Olasky was catapulted from obscurity in 1994, as the Republican Revolution was nearing its cusp, by a single, fortuitous turn of events. That Christmas, former education secretary William Bennett handed Newt Gingrich a copy of Olasky's Tragedy, which Bennett had hailed as "the most important book on welfare and social policy" in the past 10 years.

The newly elected House Speaker, in turn, was so impressed by Olasky's ideas that he handed out a copy of the book to each of the 74 Republican freshmen, predicting that Olasky would be held up, along with Alexis de Tocqueville, as one of the forefathers of the New Republican vision. (The 1995 edition of the book has Gingrich's endorsement emblazoned in yellow on the cover.)

It was also in 1995 that Olasky met with Bush again, after two years of little or no contact with the governor. The Republican Revolution was in full swing, and the Texas Commission on Alcohol and Drug Abuse was threatening to close down Teen Challenge, a Bible-based drug treatment program, for violations such as hiring improperly certified counselors. (Bush later overturned TCADA's decision to shut the program down.)

Inspired in part by Olasky's writings, Bush launched a raft of legislation that loosened the state's regulatory grip on religious social service programs, promoting faith-based drug treatment programs, prison ministries, and church-run day care centers. Last year, when Bush was sizing up his support for a presidential run, the governor finally made the relationship official, appointing Olasky head of his policy subcommittee on religion. It was a move that pushed the soft-spoken journalism professor into the national limelight.

Olasky's newfound role, in turn, has provided him with a national forum for his now-famous ideas on welfare reform, the role of religion in government, and the responsibility of the poor to help themselves. "Every time we tell someone he is a victim, every time we say he deserves a special break today, every time we hand out charity to someone capable of working, we are hurting rather than helping," Olasky wrote in the conclusion to Tragedy. It's a conviction he holds just as strongly today.

## Information supplied

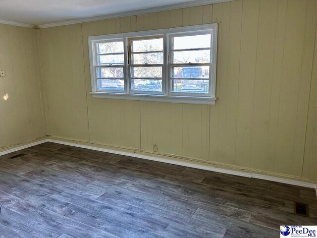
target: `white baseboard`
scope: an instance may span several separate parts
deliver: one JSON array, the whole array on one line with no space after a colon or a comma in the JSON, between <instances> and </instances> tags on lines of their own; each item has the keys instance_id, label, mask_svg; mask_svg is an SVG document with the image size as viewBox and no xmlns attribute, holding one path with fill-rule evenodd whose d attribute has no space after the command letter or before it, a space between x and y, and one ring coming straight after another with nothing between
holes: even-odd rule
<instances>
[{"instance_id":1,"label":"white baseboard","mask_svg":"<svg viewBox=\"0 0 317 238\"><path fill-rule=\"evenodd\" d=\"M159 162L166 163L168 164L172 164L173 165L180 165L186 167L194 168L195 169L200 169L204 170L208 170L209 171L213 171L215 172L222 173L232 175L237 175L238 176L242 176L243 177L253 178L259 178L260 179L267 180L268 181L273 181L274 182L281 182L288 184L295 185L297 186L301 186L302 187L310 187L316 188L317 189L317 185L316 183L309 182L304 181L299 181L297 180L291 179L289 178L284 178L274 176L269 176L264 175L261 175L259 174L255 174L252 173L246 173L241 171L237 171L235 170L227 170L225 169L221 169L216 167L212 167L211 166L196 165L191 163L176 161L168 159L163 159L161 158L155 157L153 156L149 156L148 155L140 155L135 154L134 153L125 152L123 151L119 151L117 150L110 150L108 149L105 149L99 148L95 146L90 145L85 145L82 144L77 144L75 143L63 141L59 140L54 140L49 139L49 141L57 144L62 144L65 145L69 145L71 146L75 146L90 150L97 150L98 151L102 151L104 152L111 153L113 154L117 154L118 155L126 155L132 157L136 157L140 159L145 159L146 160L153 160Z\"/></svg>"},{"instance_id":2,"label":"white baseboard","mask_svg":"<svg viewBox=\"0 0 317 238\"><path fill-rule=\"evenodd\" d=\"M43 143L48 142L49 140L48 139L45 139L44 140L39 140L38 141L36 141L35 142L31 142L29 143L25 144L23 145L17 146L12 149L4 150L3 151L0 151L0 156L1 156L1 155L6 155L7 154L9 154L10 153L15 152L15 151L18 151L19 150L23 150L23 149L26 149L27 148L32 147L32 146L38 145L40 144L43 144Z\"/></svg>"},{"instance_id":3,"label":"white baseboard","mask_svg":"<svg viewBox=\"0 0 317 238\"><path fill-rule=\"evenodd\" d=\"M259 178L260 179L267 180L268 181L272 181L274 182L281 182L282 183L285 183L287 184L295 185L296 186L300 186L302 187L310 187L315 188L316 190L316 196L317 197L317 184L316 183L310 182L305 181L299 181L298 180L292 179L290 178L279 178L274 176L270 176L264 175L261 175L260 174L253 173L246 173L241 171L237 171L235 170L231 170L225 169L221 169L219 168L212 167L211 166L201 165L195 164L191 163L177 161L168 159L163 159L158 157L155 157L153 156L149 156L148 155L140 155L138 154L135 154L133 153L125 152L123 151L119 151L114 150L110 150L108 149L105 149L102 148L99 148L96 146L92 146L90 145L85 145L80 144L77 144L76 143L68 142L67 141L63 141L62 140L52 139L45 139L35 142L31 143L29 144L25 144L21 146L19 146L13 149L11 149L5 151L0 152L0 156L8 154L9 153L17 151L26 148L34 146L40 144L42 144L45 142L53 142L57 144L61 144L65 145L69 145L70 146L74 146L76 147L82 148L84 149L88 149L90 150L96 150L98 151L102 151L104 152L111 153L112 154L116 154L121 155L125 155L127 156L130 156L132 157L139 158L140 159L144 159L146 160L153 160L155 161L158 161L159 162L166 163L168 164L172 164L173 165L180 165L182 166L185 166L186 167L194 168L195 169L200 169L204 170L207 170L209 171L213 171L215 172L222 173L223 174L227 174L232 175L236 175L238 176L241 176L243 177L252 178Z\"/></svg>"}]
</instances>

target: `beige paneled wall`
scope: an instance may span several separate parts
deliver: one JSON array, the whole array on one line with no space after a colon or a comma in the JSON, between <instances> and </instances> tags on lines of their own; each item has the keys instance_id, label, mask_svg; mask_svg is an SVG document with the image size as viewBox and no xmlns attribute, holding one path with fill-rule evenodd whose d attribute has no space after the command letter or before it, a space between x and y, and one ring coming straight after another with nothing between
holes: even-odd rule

## What you will do
Carry on the article about Olasky and his ties to Bush, starting after its last sentence.

## The output
In some ways, it's ironic that Olasky--a quiet man whose rumpled, subdued appearance belies his fiery political beliefs--has gained the kind of stature he currently enjoys. If you asked him, Olasky would tell you he never sought attention or accolades; he just wrote what he believed, and the people followed. In some ways, that's true: Strictly speaking, Olasky's most deeply held beliefs aren't political at all, but religious, although he'd be hard-pressed to draw a distinction between the two. His public statements, books, and countless published articles are informed by a deep spirituality reminiscent of the 19th-century charity workers he considers his forebears, Charles Brace and Mary Richmond. Brace and Richmond believed that by requiring the poor to work in exchange for assistance, charities could provide what Olasky has called "relief with dignity...the lesson that those who were being helped could also help others." A concept that has been praised and derided in almost equal measure, "relief with dignity"--compassion with conservatism, if you will--is the backbone of all of Olasky's faith-based welfare proposals.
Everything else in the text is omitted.